> _The exercise_:
Rewrite the records below with every occurrence of "set a marker" changed to "place a marker", leaving everything else unchanged.

> _Listed records_:
-=-=-
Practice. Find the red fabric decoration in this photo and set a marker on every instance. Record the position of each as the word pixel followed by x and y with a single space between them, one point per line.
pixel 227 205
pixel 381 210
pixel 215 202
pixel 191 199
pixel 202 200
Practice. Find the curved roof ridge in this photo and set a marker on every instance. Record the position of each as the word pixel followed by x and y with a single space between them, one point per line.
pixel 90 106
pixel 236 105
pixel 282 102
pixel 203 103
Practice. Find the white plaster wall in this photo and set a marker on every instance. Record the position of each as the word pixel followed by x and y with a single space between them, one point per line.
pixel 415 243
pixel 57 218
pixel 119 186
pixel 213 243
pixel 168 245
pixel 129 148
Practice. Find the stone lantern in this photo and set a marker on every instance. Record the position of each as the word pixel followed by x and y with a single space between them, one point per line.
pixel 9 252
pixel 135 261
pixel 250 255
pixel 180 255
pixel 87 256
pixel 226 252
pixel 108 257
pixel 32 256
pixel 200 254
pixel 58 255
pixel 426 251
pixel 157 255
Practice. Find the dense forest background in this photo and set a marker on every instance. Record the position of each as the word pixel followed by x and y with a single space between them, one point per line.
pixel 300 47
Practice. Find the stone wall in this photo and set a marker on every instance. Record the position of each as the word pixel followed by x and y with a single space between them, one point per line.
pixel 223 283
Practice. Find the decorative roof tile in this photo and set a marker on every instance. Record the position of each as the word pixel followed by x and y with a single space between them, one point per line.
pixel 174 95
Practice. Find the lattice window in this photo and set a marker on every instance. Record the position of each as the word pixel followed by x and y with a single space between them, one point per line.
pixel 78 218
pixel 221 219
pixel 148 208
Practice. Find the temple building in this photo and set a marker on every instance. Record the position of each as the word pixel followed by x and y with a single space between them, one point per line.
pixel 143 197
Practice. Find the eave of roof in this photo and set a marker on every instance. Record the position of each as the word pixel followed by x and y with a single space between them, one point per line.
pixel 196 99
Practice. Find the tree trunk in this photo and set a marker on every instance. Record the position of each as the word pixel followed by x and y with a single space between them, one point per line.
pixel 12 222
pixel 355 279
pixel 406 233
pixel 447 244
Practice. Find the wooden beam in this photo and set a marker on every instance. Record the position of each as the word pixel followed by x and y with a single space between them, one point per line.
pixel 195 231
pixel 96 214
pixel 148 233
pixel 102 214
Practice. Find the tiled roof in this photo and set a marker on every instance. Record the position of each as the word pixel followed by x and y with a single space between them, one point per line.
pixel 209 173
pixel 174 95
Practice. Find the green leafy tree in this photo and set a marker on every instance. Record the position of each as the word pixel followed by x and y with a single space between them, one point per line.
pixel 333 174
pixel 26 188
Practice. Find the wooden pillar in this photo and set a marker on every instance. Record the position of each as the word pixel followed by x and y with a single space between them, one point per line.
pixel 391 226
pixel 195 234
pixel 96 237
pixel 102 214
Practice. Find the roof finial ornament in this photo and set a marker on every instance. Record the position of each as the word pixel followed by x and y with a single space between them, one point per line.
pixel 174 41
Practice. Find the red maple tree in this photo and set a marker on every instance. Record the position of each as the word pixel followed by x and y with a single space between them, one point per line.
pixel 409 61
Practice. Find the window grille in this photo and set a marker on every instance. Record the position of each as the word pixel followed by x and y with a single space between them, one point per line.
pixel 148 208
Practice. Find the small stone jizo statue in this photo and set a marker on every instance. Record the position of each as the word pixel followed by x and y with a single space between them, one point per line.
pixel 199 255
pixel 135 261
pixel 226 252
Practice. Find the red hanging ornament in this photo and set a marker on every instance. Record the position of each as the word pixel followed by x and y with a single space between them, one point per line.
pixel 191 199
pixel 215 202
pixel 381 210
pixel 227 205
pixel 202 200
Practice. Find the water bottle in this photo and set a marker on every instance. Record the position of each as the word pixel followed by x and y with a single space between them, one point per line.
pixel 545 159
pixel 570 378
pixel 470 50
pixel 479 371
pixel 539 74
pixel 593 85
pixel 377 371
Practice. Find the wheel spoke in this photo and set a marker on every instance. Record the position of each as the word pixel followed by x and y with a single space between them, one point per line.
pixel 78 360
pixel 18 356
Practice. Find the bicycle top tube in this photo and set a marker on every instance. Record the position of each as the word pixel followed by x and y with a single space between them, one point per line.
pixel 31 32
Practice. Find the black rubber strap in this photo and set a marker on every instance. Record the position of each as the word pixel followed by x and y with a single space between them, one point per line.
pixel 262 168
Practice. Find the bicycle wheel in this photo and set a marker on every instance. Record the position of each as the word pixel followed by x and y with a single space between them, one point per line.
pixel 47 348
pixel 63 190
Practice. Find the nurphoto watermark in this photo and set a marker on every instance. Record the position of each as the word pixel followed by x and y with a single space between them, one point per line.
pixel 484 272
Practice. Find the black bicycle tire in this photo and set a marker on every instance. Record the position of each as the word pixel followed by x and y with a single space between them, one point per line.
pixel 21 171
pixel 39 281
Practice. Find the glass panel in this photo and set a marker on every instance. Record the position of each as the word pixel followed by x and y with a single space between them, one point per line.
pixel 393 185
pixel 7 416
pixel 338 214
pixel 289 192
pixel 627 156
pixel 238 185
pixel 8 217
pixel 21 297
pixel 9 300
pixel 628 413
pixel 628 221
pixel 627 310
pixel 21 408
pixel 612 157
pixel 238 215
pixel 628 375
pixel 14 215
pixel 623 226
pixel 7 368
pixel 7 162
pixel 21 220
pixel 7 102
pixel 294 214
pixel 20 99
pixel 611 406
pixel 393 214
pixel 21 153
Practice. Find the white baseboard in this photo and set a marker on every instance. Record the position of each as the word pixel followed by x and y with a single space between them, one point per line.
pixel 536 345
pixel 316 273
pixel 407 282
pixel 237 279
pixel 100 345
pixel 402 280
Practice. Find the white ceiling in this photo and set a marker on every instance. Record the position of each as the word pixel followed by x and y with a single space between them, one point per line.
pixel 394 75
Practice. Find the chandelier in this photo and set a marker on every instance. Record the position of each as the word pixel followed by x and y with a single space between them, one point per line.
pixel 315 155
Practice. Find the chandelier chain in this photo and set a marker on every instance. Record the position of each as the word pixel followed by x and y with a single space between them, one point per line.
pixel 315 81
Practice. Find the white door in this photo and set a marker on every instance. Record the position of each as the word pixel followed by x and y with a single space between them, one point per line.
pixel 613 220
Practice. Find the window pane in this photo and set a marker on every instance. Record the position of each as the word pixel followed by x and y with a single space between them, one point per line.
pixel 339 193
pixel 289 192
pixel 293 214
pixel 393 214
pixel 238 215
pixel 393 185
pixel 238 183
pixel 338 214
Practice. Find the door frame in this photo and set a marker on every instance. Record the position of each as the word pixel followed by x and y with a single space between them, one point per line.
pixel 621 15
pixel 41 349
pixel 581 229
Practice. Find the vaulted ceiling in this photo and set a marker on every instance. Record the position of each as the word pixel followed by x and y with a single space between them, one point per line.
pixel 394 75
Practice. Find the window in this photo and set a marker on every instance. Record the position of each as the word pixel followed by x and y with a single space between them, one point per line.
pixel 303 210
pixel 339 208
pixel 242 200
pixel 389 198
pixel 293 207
-=-=-
> _Response to the task_:
Practice. Find the red fabric decoration in this photo and place a marker on every instance. Record the position of each as the word pixel followed by x and y with a single space between them, one point per line.
pixel 227 205
pixel 381 210
pixel 215 202
pixel 191 199
pixel 202 200
Practice. Find the curved roof ridge in this photo and place a marker on every instance. Record the position of each as the word pixel followed by x and y with a single space between them, one point per line.
pixel 90 106
pixel 236 105
pixel 282 102
pixel 203 103
Practice. Find the white plaster wall in this photo and place a marker on every instance. Record the position of each as the word pixel followed by x and y with a single space between them, one point per line.
pixel 415 243
pixel 57 218
pixel 119 186
pixel 213 243
pixel 168 245
pixel 129 148
Practice. Find the stone lantern in this photo and place a marker on every instance. Record the position of each as the word pixel followed by x and y with a single space between them, one point per line.
pixel 9 252
pixel 135 261
pixel 250 255
pixel 180 255
pixel 87 256
pixel 226 252
pixel 108 257
pixel 32 256
pixel 200 254
pixel 58 255
pixel 426 251
pixel 157 255
Practice. Find the dense forest background in this photo and place a marker on every instance. Record the position of each as the word pixel followed by x and y with a single space between them, one point per line.
pixel 300 47
Practice. Find the stone wall in this photo and place a marker on every instance. Record the position of each as the word pixel followed by x and y with a single space between them, one point per line.
pixel 223 283
Practice. Find the decorative roof tile in this photo and place a marker on every instance. Record the position of each as the word pixel followed by x and y with a single space between them, one point per line.
pixel 174 95
Practice. Find the lattice window in this photo and place a marker on every instance. Record the position of each as the word pixel followed by x and y with a single space between them, one point per line.
pixel 78 218
pixel 221 219
pixel 148 208
Practice. Find the temple building in this photo and place a marker on every instance. Record the position of each as the word pixel followed by x and y with a single space between them, one point per line.
pixel 143 197
Practice. Find the eave of roof in this photo and place a marker on every instance. Record the position of each as the word pixel followed by x and y with a single space between them, one point per line.
pixel 196 99
Practice. Find the tree trunk in this photo and place a marker on every instance. Record the position of each as the word pixel followed by x and y with a single space between them, one point per line.
pixel 12 222
pixel 355 279
pixel 406 233
pixel 447 244
Practice. Find the wooden beam in this photo and place a marker on every instance. Record the position of each as the word pixel followed by x and y with a single space between them, one point per line.
pixel 195 231
pixel 96 214
pixel 148 233
pixel 102 214
Practice. Find the tiled roof in this photo and place a marker on every instance. Record the position of each as the word pixel followed by x and y with a single space between them, one point per line.
pixel 209 173
pixel 174 95
Practice. Find the green leafy tree in this photo and place a marker on every instance. Record the position of each as the word pixel followed by x and y with a single space between them, one point per line.
pixel 333 174
pixel 26 188
Practice. Find the wooden pillar in this photo and place a marker on every instance. Record the position of each as the word pixel followed by x and y with a single space between them, one point per line.
pixel 391 226
pixel 195 234
pixel 96 237
pixel 102 214
Practice. Find the roof finial ornament in this photo and place a marker on every instance. Record the position of each as the word pixel followed by x and y with a single space between them, one point per line.
pixel 174 41
Practice. Find the red maple tree in this photo and place a marker on every instance. Record the position of each as the word pixel followed by x and y with a single space between them, one point per line.
pixel 409 61
Practice. Find the window grille in this photo and place a marker on every instance. Record the position of each as the word pixel followed by x and y with a single space between them, one point per line.
pixel 148 208
Practice. Find the small stone jizo statue in this photo and place a marker on every instance. Record the position of each as the word pixel followed by x and y with a single space between them, one point per line.
pixel 199 255
pixel 135 261
pixel 226 252
Practice. Find the red hanging ornament in this photo and place a marker on every instance. Record the position of each as the word pixel followed by x and y with a single space between them, one point per line.
pixel 191 199
pixel 215 202
pixel 381 210
pixel 227 205
pixel 202 200
Practice. Find the water bottle in this photo and place a marker on every instance. Record the position of each as the word pixel followed by x and y with a single space between them, one point per line.
pixel 545 159
pixel 570 378
pixel 470 50
pixel 479 371
pixel 539 74
pixel 593 85
pixel 377 371
Practice. Find the wheel spoke in this photo and place a marker on every instance. Record the position of each as the word pixel followed by x and y with a single space between them, one point per line.
pixel 78 360
pixel 18 356
Practice. Find the bicycle top tube in this photo and place a marker on every instance. Record the position of each as the word pixel followed by x and y with a single space between them, one point per line.
pixel 31 32
Practice. Find the black rubber strap in this photo and place a marker on every instance. Record the position of each as the word pixel followed by x and y with a single space between them, one point per line.
pixel 262 168
Practice. Find the bicycle wheel in this photo and place a marker on every instance. Record the position of each as the word pixel followed by x and y with a single space between them, one point per line.
pixel 47 348
pixel 63 190
Practice. Find the nurphoto watermark in this photo and place a marker on every instance. Record the position of each as the word pixel followed by x and y with a single space between them, one point per line.
pixel 484 272
Practice. Find the black bicycle tire in this photo and place a marker on every instance. Record the position of each as the word pixel followed by x and y with a single space between them, one point per line.
pixel 21 171
pixel 39 281
Practice. Find the glass panel in this photo and place a marker on every instance. Record the position of each as the word pixel followed by x and y with a single space between them, one point per line.
pixel 393 185
pixel 7 416
pixel 338 214
pixel 289 192
pixel 627 156
pixel 238 185
pixel 8 217
pixel 21 297
pixel 9 300
pixel 628 413
pixel 628 221
pixel 627 310
pixel 21 408
pixel 612 157
pixel 238 215
pixel 628 375
pixel 14 215
pixel 623 226
pixel 7 368
pixel 7 162
pixel 21 220
pixel 7 102
pixel 294 214
pixel 20 99
pixel 611 406
pixel 393 214
pixel 21 153
Practice. Find the white baseboard in this photo and place a marker on every instance. Record the position of each as the word pixel followed by x and y with a single space between them, one point per line.
pixel 536 345
pixel 316 273
pixel 407 282
pixel 237 279
pixel 100 345
pixel 402 280
Practice. Find the white ceiling in this photo and place a marker on every instance. Record the position of each as the word pixel followed by x and y with a single space between them, one point per line.
pixel 394 75
Practice. Find the chandelier in this photo and place a marker on every instance. Record the position of each as the word pixel followed by x and y with a single space between them, one point per line.
pixel 315 155
Practice. Find the chandelier chain in this photo and place a marker on every instance. Record the position of each as the word pixel followed by x and y with a single space between them, one point per line.
pixel 315 81
Practice. Find the white door in this photo and place a marker on every instance. Record the position of each as the word pixel followed by x and y with a single space between them, one point per line.
pixel 613 220
Practice. Find the window pane in this photo and place a marker on every instance. Record the position of each as the word pixel followed by x and y with a single space between them, one point per line.
pixel 339 193
pixel 289 192
pixel 293 214
pixel 393 214
pixel 238 215
pixel 393 185
pixel 238 183
pixel 338 214
Practice. Find the door frame in this photo and place a marker on every instance. Record the position of each as the word pixel followed by x and y with a single space between them, one point per line.
pixel 621 15
pixel 41 349
pixel 581 229
Practice. Find the vaulted ceiling in this photo and place a marker on every instance. Record the position of each as the word pixel followed by x and y with a single space between them, one point per line.
pixel 394 75
Practice. Find the window in this photo and place a marker on every instance. Record the position of each as the word pixel followed by x and y with a single space between them, one point per line.
pixel 303 210
pixel 339 208
pixel 242 200
pixel 389 198
pixel 293 207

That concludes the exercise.